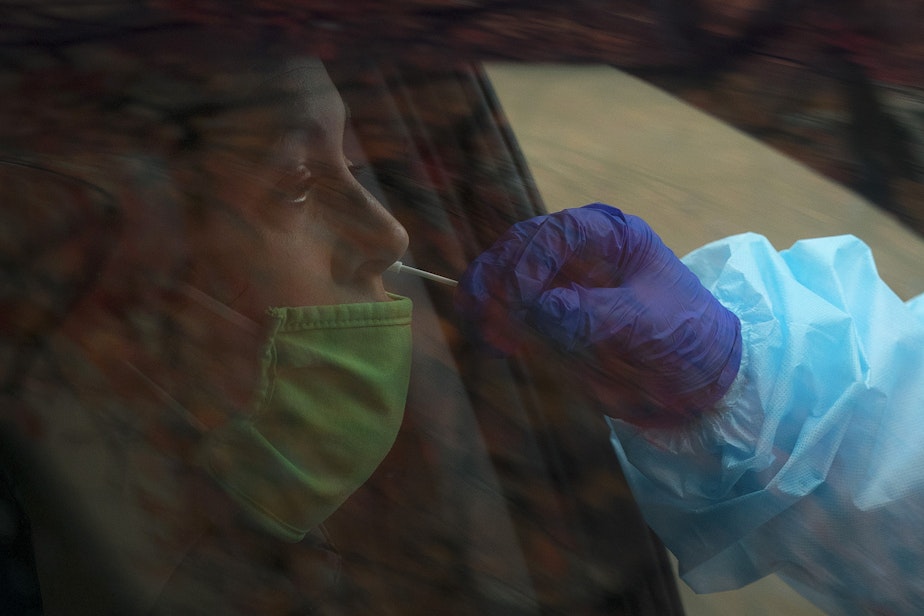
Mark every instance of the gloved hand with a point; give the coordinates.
(603, 287)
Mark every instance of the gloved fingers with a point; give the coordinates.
(576, 317)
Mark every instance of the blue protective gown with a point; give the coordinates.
(813, 466)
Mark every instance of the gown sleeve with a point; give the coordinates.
(812, 466)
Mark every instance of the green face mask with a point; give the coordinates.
(329, 408)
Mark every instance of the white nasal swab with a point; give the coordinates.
(400, 268)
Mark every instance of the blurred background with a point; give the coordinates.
(784, 117)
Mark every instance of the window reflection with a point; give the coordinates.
(163, 191)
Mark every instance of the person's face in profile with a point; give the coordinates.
(288, 223)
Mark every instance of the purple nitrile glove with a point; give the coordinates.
(601, 285)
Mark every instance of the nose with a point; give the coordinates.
(370, 239)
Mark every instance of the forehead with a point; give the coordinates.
(306, 89)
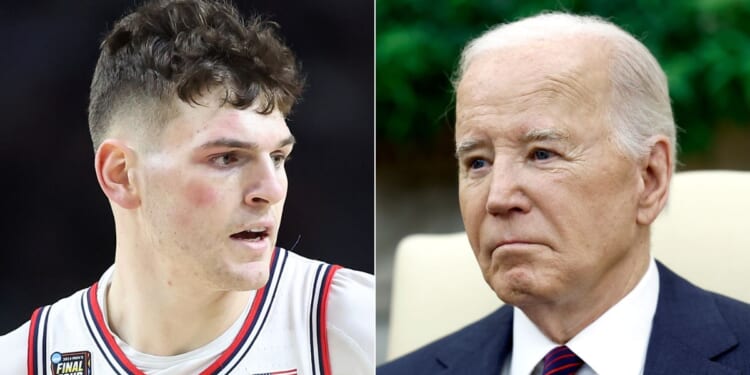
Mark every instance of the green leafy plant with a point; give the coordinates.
(703, 46)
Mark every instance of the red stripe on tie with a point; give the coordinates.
(561, 361)
(559, 358)
(562, 368)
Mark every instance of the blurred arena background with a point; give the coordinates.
(57, 228)
(703, 45)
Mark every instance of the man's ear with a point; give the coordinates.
(114, 164)
(656, 173)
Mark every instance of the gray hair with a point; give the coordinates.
(639, 100)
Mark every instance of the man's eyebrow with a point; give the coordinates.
(235, 143)
(549, 134)
(467, 146)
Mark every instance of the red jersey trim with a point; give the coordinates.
(322, 324)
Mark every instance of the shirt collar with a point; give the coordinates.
(622, 331)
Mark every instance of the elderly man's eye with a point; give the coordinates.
(477, 164)
(542, 154)
(280, 159)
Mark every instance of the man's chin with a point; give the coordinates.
(514, 287)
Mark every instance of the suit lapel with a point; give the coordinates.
(482, 349)
(688, 330)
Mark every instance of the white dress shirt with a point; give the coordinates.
(623, 331)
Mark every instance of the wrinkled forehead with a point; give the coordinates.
(573, 70)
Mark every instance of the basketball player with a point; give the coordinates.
(187, 116)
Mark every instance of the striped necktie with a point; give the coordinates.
(561, 361)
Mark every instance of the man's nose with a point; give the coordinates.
(507, 193)
(266, 183)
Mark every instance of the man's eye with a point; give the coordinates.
(477, 164)
(224, 160)
(542, 154)
(280, 159)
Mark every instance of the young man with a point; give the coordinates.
(187, 116)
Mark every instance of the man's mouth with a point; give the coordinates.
(251, 235)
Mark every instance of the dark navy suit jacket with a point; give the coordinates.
(694, 332)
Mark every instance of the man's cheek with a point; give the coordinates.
(200, 194)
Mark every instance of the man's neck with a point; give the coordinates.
(161, 315)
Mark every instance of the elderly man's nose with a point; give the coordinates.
(506, 194)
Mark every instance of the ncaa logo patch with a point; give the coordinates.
(72, 363)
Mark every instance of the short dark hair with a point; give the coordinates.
(184, 48)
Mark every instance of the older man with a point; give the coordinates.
(566, 145)
(187, 116)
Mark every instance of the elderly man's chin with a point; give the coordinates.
(518, 285)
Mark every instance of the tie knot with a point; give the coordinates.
(561, 361)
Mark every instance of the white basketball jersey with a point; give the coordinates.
(284, 332)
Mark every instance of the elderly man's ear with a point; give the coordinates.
(114, 164)
(656, 172)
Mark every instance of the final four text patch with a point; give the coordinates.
(74, 363)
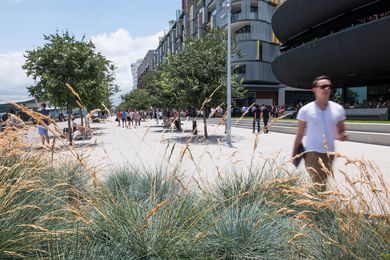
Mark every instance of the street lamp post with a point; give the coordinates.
(229, 76)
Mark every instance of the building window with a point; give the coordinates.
(245, 29)
(240, 69)
(275, 39)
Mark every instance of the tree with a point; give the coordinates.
(66, 60)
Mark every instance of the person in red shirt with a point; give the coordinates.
(119, 117)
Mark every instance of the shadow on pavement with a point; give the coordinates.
(200, 140)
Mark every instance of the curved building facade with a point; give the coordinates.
(345, 39)
(251, 26)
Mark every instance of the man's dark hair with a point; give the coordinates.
(315, 81)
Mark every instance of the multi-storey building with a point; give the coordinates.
(134, 70)
(347, 40)
(250, 25)
(145, 66)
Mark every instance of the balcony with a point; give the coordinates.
(243, 36)
(243, 16)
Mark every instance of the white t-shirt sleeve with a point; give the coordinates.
(302, 114)
(342, 115)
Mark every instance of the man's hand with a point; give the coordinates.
(342, 136)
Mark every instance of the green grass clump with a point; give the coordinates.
(55, 212)
(36, 207)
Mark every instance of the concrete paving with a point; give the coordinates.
(153, 146)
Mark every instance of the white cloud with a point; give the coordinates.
(123, 49)
(119, 47)
(13, 80)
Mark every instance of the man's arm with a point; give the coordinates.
(298, 138)
(341, 136)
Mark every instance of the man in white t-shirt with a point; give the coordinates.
(323, 122)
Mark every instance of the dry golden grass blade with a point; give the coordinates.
(285, 211)
(297, 236)
(156, 209)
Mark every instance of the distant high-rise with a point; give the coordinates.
(251, 26)
(134, 70)
(347, 40)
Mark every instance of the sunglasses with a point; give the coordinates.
(325, 86)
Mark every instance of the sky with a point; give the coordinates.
(122, 30)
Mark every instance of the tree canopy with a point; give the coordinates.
(69, 72)
(63, 59)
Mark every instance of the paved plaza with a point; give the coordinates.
(153, 146)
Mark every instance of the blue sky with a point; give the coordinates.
(123, 30)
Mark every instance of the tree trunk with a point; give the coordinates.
(179, 123)
(205, 123)
(70, 125)
(81, 116)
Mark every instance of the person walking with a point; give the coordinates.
(323, 122)
(42, 128)
(266, 114)
(119, 117)
(124, 116)
(256, 118)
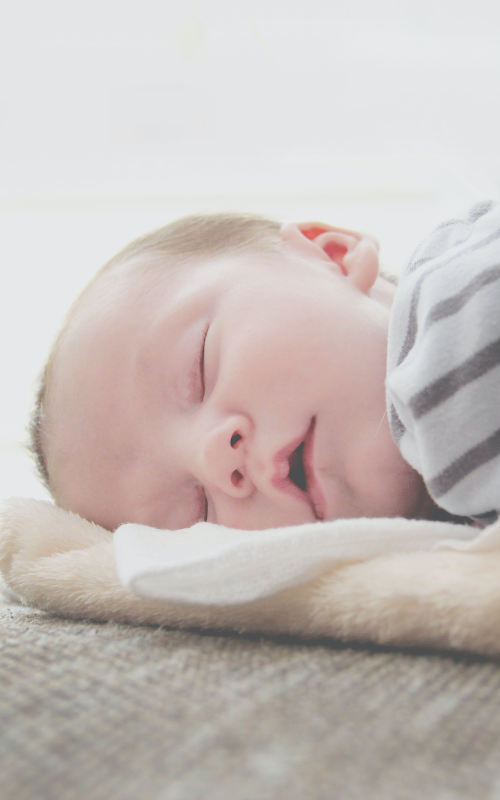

○ ○ ○ ○ ○ ○ ○

● TASK DETAILS: What the task needs is the material above repeated exactly, pictures excepted.

● TASK SOLUTION:
Mark every instance of the gloved hand with a point; give the coordinates.
(603, 287)
Mark every instance of the gloved fingers with a point; give the coordinates.
(576, 317)
Mark every instance of the blue protective gown with a point; give the coordinates.
(813, 466)
Mark every instance of the gown sleeve with a point; give the coordinates.
(812, 466)
Mark every instance of the green face mask with a point; give the coordinates.
(329, 408)
Mark every instance of the white nasal swab with a point; give the coordinates.
(400, 268)
Mark every instance of the blurred background with a point; give the coordinates.
(784, 117)
Mark every instance of the window reflection with a point; give the coordinates.
(163, 191)
Mark every instance of the person's face in profile with a point; give the coordinates.
(288, 223)
Mark every instance of the purple nitrile glove with a point; give the coordinates.
(601, 285)
Mark every instance of the nose with a point; give the coordinates.
(370, 239)
Mark every instance of the forehead with a point; give the coordinates.
(306, 89)
Mark every instance of the green leafy plant with a point; give the coordinates.
(703, 46)
Mark every instance of the red stripe on tie with a point; give the coordinates.
(561, 361)
(559, 358)
(562, 368)
Mark every instance of the blurred arena background with a point; give the coordinates.
(57, 228)
(703, 45)
Mark every instance of the man's ear with a point; give the coordinates.
(114, 164)
(656, 173)
Mark every instance of the gray hair with a point; give the coordinates.
(639, 100)
Mark every instance of the man's eyebrow with a point; give the coordinates.
(235, 143)
(549, 134)
(467, 146)
Mark every instance of the red jersey trim with a point; give the coordinates.
(322, 324)
Mark every instance of the shirt collar with a point; give the coordinates.
(622, 331)
Mark every instance of the elderly man's eye with a point; give the coordinates.
(477, 164)
(542, 154)
(280, 159)
Mark every instance of the man's chin with a point; give the coordinates.
(514, 287)
Mark every instance of the suit lapel with a point; give the coordinates.
(482, 349)
(688, 330)
Mark every instance of the white dress shirt with a point; give the coordinates.
(623, 331)
Mark every instance of the wrinkled forehead with a point; give the coordinates.
(573, 70)
Mark every instance of the basketball player with a point; give the coordinates.
(187, 116)
Mark every instance of the striped necktie with a point; give the coordinates.
(561, 361)
Mark every instance of the man's nose with a point; give the coordinates.
(507, 193)
(266, 183)
Mark every instance of the man's eye with a point; give the coordinates.
(477, 164)
(224, 160)
(542, 154)
(280, 159)
Mark every instance of the young man with a point; give the coordinates.
(187, 116)
Mark every instance of the man's mouth with a point; give the coordinates.
(251, 235)
Mark every instance of the dark navy suit jacket with a point; give the coordinates.
(694, 332)
Mark every instance of the man's cheek with a point; give the coordinates.
(200, 194)
Mark every instance of the man's neck with a point; give the coordinates.
(161, 315)
Mark every instance of the elderly man's nose with a point; give the coordinates.
(506, 194)
Mark every instance of the ncaa logo patch with a point; give the coordinates.
(72, 363)
Mark every instance of the short dark hair with a point; give the coordinates.
(184, 48)
Mark every instance of the older man with a point; give the coordinates.
(566, 145)
(187, 116)
Mark every instance of the elderly man's chin with a point; give the coordinates.
(518, 285)
Mark every instance of the tie knot with a point; give the coordinates.
(561, 361)
Mark every instance of the white basketball jersey with a point; give the coordinates.
(284, 332)
Mark every instance of the elderly man's ear with a point; give the coordinates.
(114, 164)
(656, 172)
Mark every instance of the final four text patch with a point; give the coordinates.
(74, 363)
Mark every instance of the street lamp post with a point; give the coordinates.
(229, 76)
Mark every instance of the building window with a point; give the coordinates.
(245, 29)
(240, 69)
(275, 39)
Mark every instance of the tree with a point; give the coordinates.
(66, 60)
Mark every instance of the person in red shirt with a point; give the coordinates.
(119, 117)
Mark every instance of the shadow on pavement with a point; give the coordinates.
(200, 140)
Mark every instance of the curved building facade with a point; give the coordinates.
(345, 39)
(251, 26)
Mark every instance of the man's dark hair with a point; give the coordinates.
(315, 81)
Mark every instance of the multi-storey building with a point; give the coordinates.
(134, 70)
(347, 40)
(250, 25)
(145, 66)
Mark every instance of the balcony with a point; give the coordinates.
(243, 36)
(243, 16)
Mark every instance of the white t-shirt sleeve with a point; give the coordinates.
(302, 114)
(342, 115)
Mark every instance of the man's hand with a point; give the coordinates.
(342, 136)
Mark every instance of the green grass clump with a point; give the coordinates.
(55, 212)
(36, 207)
Mark every instance of the concrete paving with a point; give the coordinates.
(153, 146)
Mark every instance of the white cloud with a point; give the coordinates.
(123, 49)
(119, 47)
(13, 80)
Mark every instance of the man's arm with a point; give the coordinates.
(298, 138)
(341, 136)
Mark every instance of the man in white t-shirt with a point; give the coordinates.
(323, 122)
Mark every instance of the dry golden grass blade with a point; give the coordinates.
(285, 211)
(297, 236)
(156, 209)
Mark every instance of the distant high-rise with a point; give the coordinates.
(251, 26)
(134, 70)
(347, 40)
Mark every instance of the sunglasses with a point; give the coordinates.
(325, 86)
Mark every instance of the sky with a point; give the coordinates.
(122, 30)
Mark every instance of the tree canopy with a point; give the coordinates.
(69, 72)
(63, 59)
Mark every instance of the paved plaza with a point; give the coordinates.
(153, 146)
Mark every instance of the blue sky with a point; give the coordinates.
(123, 30)
Mark every instance of the tree trunk with a point; give the coordinates.
(179, 123)
(205, 123)
(70, 125)
(81, 116)
Mark every instance of the person walking with a point; give the coordinates.
(323, 122)
(42, 128)
(266, 114)
(119, 117)
(124, 116)
(256, 118)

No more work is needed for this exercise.